#### STATED TASK
Below are records to repeat exactly. Omit the pictures from the copy.

==== STORED RECORDS ====

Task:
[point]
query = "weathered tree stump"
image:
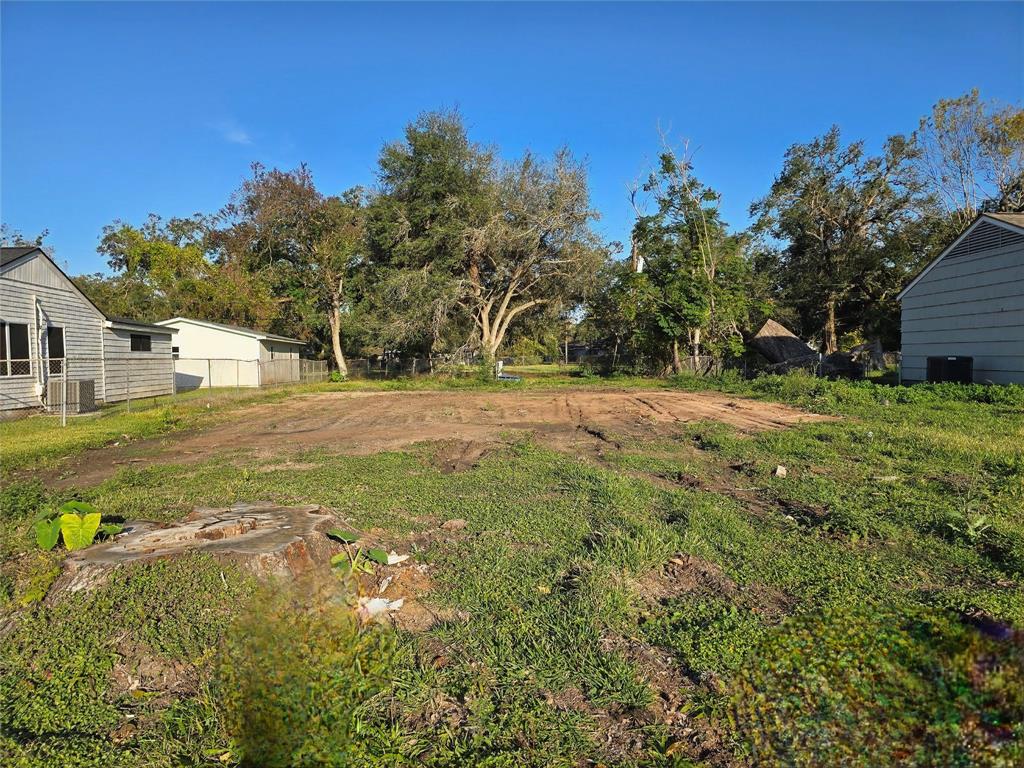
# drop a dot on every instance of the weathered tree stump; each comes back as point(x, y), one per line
point(267, 539)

====

#### THE ANSWER
Task:
[point]
query = "weathered tree stump"
image:
# drop a dot on every instance of the weathered tree stump; each comes back as point(x, y), one per line
point(267, 539)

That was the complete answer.